- **Exercise directions**: Rewrite the items from their start through the line containing "negative clicks: (283, 118) (275, 10)", changing "positive clicks" to "foreground clicks" and keeping everything else as it is.

- **Data records**:
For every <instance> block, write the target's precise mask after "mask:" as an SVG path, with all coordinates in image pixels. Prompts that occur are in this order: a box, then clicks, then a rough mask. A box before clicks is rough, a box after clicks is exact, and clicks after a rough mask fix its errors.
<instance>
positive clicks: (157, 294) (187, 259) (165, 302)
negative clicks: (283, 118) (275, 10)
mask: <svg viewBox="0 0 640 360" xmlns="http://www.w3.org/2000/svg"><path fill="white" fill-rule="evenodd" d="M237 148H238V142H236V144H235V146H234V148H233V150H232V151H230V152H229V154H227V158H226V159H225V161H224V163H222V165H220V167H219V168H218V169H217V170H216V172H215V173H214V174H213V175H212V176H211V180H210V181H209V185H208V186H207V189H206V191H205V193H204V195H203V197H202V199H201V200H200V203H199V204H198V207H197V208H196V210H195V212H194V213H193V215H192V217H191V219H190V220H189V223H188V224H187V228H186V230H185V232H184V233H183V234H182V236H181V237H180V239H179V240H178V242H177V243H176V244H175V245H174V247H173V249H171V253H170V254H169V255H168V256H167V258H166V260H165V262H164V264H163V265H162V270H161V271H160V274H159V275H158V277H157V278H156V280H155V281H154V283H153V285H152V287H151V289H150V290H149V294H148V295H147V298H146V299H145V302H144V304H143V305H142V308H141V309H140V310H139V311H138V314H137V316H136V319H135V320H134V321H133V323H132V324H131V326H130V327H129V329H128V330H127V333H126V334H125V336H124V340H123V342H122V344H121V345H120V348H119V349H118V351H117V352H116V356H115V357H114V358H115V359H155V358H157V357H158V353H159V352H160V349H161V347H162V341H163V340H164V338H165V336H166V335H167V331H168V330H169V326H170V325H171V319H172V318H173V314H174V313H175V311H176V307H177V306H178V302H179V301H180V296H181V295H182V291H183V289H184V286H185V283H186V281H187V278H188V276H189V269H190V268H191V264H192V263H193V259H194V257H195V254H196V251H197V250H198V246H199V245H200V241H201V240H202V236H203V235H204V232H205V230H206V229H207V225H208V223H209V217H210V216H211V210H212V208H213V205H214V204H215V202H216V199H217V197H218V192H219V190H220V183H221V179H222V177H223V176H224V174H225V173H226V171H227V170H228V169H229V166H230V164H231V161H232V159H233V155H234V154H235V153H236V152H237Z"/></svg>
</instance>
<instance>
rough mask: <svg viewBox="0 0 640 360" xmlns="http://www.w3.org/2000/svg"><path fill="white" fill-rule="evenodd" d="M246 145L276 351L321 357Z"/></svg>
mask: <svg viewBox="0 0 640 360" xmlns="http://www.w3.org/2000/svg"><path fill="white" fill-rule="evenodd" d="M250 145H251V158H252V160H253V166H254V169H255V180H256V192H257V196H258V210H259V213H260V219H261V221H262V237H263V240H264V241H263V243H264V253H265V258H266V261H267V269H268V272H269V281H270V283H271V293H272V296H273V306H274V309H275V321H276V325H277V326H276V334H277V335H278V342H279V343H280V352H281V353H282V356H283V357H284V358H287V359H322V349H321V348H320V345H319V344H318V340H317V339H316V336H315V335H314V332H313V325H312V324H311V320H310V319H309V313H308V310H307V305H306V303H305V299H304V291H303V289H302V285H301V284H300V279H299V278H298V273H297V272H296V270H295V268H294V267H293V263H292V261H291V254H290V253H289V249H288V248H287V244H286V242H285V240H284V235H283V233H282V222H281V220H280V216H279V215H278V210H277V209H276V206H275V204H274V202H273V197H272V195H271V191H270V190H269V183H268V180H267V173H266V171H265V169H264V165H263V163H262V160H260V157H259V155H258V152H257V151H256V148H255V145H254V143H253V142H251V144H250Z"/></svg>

- **Answer to this task**:
For every <instance> block, write the target's precise mask after "mask:" as an SVG path, with all coordinates in image pixels. Prompts that occur are in this order: a box, then clicks, then a rough mask. A box before clicks is rough, a box after clicks is exact, and clicks after a rough mask fix its errors.
<instance>
foreground clicks: (157, 294) (187, 259) (165, 302)
negative clicks: (283, 118) (275, 10)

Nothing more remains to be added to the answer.